* START *
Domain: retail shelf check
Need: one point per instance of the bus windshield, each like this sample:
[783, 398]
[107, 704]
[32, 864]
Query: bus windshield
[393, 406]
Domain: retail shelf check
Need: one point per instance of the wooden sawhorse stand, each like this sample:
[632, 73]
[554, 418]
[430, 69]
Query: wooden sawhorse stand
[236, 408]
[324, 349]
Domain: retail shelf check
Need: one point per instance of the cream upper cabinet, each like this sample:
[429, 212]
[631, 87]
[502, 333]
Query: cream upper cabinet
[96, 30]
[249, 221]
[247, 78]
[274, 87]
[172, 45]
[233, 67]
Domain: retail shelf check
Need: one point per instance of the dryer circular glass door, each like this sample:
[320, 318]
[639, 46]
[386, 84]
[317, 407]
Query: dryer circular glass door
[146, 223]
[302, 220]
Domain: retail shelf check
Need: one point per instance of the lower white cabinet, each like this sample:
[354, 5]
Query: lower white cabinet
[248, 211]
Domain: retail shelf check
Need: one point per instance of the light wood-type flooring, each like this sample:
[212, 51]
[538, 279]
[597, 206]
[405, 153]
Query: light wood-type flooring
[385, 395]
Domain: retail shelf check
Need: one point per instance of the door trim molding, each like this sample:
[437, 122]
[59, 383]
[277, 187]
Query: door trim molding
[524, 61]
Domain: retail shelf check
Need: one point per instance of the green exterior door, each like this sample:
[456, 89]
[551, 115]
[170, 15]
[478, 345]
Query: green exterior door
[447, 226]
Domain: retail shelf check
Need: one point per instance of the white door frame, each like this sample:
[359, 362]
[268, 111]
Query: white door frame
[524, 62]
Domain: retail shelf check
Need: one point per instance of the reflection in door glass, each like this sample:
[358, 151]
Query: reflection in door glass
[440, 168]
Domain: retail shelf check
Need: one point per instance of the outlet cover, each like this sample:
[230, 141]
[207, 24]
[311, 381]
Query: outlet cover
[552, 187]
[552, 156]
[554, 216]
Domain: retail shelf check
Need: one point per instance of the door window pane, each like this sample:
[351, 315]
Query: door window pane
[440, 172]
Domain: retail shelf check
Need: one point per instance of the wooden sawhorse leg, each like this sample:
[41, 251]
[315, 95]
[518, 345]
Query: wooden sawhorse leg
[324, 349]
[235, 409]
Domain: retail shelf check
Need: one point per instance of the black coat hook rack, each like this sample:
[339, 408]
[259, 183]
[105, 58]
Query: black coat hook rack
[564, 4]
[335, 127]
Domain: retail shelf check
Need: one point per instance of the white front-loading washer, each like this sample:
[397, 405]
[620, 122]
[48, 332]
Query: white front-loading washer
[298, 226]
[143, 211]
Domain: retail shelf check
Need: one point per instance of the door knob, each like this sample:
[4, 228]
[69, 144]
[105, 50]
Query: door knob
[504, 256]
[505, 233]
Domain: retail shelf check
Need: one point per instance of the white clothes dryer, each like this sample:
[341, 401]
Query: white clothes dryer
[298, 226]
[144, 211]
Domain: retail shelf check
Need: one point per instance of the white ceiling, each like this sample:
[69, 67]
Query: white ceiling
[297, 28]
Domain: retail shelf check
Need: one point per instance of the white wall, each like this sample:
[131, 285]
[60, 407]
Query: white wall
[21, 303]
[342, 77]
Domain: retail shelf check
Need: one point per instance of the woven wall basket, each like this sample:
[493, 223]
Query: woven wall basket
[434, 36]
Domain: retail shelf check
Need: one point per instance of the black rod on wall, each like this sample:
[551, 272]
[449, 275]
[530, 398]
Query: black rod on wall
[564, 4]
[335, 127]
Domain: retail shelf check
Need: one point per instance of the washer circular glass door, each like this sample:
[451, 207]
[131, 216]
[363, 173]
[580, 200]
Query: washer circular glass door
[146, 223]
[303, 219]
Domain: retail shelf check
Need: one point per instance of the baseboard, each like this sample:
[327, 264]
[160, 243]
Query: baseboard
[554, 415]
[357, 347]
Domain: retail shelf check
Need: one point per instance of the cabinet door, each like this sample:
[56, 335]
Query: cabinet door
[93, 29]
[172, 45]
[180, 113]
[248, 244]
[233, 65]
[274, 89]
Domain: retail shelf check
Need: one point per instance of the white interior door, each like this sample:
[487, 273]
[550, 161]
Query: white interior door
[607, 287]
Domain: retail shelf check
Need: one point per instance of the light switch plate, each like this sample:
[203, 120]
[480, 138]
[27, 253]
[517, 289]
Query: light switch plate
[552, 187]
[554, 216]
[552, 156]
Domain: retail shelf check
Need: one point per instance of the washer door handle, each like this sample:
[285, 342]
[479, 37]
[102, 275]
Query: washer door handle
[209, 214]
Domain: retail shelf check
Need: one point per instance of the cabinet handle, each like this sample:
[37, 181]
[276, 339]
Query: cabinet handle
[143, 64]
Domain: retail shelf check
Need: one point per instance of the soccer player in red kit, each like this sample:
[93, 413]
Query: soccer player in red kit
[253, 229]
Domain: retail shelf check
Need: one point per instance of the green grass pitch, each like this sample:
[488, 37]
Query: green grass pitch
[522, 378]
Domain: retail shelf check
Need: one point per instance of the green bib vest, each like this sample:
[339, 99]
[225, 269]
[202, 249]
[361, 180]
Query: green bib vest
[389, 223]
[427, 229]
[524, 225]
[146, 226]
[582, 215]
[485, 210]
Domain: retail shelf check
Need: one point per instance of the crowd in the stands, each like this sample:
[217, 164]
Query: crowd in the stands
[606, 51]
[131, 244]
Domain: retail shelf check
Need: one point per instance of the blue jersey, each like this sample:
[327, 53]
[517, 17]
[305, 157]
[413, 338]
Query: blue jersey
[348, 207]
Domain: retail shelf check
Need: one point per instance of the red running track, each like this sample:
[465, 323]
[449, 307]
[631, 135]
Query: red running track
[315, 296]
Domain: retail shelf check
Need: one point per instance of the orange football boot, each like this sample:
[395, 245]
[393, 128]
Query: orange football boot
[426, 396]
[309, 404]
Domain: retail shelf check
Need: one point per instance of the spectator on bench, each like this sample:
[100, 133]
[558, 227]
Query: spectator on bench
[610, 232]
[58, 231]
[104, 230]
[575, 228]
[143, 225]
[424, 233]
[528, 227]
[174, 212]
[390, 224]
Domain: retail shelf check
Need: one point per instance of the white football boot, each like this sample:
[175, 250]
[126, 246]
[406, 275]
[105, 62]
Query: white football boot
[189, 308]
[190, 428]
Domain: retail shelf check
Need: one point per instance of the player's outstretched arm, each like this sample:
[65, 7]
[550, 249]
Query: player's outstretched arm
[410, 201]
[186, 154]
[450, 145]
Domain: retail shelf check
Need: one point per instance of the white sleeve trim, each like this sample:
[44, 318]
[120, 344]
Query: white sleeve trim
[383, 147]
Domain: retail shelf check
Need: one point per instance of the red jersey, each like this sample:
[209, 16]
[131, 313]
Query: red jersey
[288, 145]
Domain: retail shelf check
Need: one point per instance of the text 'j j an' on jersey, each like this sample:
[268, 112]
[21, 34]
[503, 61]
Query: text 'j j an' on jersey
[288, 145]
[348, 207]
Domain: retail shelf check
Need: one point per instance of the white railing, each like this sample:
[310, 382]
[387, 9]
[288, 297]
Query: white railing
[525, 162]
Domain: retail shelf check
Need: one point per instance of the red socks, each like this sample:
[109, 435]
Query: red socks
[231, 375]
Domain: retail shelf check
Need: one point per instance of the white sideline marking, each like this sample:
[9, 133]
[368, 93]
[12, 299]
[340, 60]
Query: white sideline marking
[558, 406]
* END *
WHAT YOU NEED TO DO: Report how many lines of the records above contain the string "plate", giving only the number.

EXERCISE OUTPUT: 2